[Records of labeled boxes]
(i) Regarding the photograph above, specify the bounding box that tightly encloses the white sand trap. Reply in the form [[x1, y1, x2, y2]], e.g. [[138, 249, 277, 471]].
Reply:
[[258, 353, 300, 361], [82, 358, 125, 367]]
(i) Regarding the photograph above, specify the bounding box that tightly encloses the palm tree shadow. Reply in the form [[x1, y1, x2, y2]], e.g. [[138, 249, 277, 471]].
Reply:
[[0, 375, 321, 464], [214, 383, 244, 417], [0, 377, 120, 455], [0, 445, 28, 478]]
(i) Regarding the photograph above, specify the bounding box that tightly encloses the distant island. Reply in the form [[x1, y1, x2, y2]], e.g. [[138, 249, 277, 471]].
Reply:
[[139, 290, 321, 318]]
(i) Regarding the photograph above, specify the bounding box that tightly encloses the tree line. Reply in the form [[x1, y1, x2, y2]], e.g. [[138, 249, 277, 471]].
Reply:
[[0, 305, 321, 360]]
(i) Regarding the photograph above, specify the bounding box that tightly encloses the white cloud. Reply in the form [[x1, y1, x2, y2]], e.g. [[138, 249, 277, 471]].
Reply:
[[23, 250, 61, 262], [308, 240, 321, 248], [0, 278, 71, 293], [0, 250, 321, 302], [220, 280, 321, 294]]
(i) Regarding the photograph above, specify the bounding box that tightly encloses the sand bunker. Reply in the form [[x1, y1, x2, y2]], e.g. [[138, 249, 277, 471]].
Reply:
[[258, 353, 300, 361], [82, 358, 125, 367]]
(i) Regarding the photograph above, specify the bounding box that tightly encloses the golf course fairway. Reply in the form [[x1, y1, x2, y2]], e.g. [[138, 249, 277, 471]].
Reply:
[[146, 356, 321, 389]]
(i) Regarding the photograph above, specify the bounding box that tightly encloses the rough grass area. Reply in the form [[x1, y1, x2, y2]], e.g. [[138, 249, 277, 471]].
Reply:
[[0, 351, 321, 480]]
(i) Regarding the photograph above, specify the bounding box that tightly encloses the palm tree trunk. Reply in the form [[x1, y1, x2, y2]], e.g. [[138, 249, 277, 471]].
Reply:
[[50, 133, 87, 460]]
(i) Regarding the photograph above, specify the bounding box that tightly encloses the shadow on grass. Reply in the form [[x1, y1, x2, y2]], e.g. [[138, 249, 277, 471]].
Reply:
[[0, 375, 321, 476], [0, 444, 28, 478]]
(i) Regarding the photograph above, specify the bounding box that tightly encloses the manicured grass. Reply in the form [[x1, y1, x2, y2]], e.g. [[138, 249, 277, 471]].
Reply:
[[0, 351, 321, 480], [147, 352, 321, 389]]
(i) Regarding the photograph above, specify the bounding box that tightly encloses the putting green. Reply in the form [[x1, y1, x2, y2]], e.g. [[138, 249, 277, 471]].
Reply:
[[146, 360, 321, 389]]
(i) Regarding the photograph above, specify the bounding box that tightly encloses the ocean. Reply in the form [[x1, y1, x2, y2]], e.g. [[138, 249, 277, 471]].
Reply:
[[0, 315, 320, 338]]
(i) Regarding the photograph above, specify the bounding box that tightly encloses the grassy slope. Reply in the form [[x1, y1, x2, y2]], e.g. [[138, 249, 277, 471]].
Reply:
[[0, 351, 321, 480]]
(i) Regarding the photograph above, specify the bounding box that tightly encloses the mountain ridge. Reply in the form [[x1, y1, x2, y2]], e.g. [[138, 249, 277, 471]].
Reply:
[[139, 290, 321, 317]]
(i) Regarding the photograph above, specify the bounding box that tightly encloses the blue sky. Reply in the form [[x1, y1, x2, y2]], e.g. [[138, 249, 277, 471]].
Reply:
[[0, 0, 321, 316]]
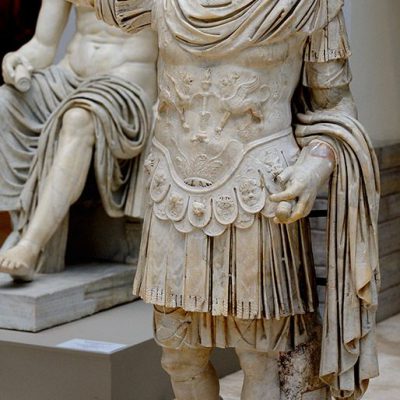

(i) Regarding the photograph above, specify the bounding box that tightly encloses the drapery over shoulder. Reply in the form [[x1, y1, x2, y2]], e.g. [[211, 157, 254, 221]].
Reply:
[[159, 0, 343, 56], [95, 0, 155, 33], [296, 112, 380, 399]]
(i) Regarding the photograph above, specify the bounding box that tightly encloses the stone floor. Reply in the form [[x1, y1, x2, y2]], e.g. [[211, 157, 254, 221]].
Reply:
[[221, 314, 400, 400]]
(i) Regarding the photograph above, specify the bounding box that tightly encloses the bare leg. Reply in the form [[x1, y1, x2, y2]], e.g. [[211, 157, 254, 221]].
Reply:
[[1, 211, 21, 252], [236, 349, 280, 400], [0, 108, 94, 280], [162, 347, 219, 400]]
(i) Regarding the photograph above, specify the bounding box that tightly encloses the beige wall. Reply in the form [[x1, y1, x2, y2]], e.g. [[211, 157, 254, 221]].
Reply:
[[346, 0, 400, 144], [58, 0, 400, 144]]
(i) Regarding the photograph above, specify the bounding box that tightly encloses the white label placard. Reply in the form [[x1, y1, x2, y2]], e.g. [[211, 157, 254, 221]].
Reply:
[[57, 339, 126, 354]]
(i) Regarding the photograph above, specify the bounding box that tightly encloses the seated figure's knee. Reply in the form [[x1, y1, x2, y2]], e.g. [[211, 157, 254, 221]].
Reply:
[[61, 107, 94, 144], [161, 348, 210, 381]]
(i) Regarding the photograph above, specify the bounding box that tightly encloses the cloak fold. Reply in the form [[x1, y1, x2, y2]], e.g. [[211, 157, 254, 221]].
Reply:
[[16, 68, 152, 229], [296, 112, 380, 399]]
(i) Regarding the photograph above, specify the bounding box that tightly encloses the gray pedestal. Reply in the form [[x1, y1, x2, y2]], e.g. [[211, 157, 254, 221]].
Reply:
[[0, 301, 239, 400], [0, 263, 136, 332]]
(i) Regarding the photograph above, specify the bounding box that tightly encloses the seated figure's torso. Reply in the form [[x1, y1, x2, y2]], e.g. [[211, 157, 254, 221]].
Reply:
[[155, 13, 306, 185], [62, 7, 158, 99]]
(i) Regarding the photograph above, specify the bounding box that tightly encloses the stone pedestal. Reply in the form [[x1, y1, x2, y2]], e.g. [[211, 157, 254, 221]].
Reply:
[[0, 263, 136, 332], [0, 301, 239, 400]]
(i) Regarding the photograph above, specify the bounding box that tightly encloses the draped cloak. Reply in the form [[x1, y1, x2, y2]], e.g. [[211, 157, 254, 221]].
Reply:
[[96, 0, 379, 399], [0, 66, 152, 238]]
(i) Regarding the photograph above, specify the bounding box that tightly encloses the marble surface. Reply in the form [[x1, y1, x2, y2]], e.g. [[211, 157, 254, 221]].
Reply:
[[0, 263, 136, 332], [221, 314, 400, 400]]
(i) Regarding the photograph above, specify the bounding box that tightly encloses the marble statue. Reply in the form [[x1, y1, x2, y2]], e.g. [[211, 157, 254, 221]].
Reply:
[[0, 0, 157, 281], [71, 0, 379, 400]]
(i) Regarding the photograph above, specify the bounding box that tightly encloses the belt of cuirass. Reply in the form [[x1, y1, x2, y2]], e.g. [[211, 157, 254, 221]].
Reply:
--
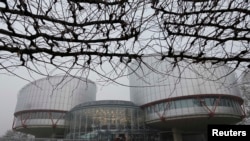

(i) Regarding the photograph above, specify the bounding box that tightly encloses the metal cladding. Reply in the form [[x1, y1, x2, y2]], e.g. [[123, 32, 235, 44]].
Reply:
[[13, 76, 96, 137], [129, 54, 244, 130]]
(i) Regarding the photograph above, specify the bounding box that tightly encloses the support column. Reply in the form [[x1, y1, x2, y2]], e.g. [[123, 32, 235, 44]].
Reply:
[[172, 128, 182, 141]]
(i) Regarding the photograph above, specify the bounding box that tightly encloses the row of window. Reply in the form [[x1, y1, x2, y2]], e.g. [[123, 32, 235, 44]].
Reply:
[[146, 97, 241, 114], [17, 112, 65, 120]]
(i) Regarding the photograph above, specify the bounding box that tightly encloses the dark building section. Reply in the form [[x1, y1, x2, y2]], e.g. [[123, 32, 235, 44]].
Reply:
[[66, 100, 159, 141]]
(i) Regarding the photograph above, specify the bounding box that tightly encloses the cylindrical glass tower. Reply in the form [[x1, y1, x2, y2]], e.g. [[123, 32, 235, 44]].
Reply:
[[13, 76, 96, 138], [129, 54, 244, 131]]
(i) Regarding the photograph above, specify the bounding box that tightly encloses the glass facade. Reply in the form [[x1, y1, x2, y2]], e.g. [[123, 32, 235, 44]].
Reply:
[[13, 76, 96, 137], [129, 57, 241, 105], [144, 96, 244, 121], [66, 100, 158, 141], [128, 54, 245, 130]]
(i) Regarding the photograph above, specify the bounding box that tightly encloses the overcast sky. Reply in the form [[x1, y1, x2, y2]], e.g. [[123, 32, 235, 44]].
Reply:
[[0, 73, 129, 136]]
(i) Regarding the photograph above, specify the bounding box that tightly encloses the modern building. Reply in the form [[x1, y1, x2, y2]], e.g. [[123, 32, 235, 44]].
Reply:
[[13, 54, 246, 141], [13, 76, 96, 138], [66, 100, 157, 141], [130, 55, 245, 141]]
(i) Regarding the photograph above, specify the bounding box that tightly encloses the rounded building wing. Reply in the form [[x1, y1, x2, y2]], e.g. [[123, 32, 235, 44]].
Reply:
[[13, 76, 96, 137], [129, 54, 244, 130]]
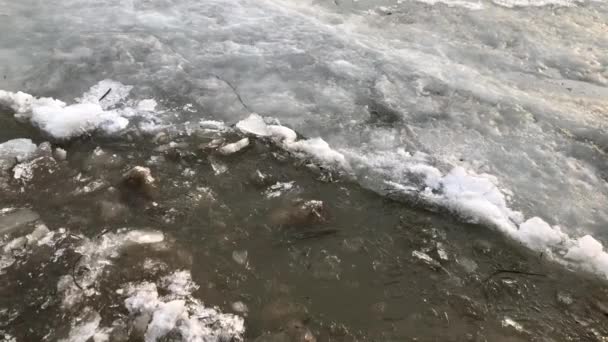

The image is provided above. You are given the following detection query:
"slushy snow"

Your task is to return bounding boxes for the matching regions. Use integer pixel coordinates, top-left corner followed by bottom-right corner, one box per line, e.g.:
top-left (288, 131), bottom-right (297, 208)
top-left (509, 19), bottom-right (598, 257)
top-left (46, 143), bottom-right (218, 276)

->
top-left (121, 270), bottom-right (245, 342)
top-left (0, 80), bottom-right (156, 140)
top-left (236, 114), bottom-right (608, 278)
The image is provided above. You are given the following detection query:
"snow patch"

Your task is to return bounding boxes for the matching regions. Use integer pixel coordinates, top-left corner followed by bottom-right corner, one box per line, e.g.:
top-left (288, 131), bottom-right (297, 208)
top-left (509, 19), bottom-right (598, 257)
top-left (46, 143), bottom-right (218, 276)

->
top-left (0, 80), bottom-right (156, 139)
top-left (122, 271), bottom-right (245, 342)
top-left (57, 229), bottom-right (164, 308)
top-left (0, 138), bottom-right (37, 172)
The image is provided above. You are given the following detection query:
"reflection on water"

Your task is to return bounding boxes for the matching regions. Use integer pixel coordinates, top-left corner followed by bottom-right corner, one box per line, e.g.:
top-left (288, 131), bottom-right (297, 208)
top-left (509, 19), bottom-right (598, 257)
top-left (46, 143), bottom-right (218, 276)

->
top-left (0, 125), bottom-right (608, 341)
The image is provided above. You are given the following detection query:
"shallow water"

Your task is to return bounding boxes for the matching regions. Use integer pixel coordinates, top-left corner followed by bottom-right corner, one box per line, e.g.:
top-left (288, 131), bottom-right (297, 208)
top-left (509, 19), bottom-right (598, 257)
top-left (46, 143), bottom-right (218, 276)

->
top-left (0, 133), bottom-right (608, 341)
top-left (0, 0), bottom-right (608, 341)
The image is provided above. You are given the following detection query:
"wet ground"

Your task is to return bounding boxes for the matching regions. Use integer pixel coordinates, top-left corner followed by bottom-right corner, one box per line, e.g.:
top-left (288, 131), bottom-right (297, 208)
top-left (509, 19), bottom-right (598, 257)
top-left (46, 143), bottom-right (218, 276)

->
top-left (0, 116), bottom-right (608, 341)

* [What the task requires] Put the lines of these items into a numbered list, starting at the line containing "the white label" and ending at the line containing "[[0, 263, 136, 332], [0, 301, 239, 400]]". Leave out blank lines.

* [Solution below]
1. (i) Regarding the photograph above, specify the bounding box that tightly encloses the white label placard. Reply in the form [[x1, y1, x2, y2]], e.g. [[211, 157, 254, 221]].
2. Reply:
3. [[57, 339, 126, 354]]
4. (i) Regarding the photograph above, specify the bounding box that tightly encloses the seated figure's knee. Reply in the form [[x1, y1, x2, y2]], e.g. [[211, 157, 254, 221]].
5. Reply:
6. [[61, 107, 94, 144], [161, 348, 210, 381]]
7. (i) Regarding the photograph above, specify the bounding box that tightly encloses the cloak fold. Reply in the form [[x1, y1, x2, y2]], e.g. [[211, 157, 254, 221]].
8. Reply:
9. [[16, 68, 152, 229], [296, 112, 380, 399]]
10. (i) Regarding the photograph above, specify the bounding box that tightly encloses the gray pedestal. Reply in the form [[x1, y1, x2, y2]], e.g. [[211, 157, 254, 221]].
11. Reply:
12. [[0, 301, 239, 400], [0, 263, 136, 332]]
13. (i) Regarding the photograph above, specify the bounding box that tightly encloses the seated figure's torso. Reply in the form [[x1, y1, x2, y2]], e.g. [[211, 157, 254, 221]].
14. Reply:
15. [[155, 13, 306, 185], [62, 7, 158, 99]]
16. (i) Regarding the photograph above, specify the bounding box that tightly encloses the stone pedestal. Reply in the form [[x1, y1, x2, y2]], e.g. [[211, 157, 254, 221]].
17. Reply:
18. [[0, 263, 136, 332], [0, 301, 239, 400]]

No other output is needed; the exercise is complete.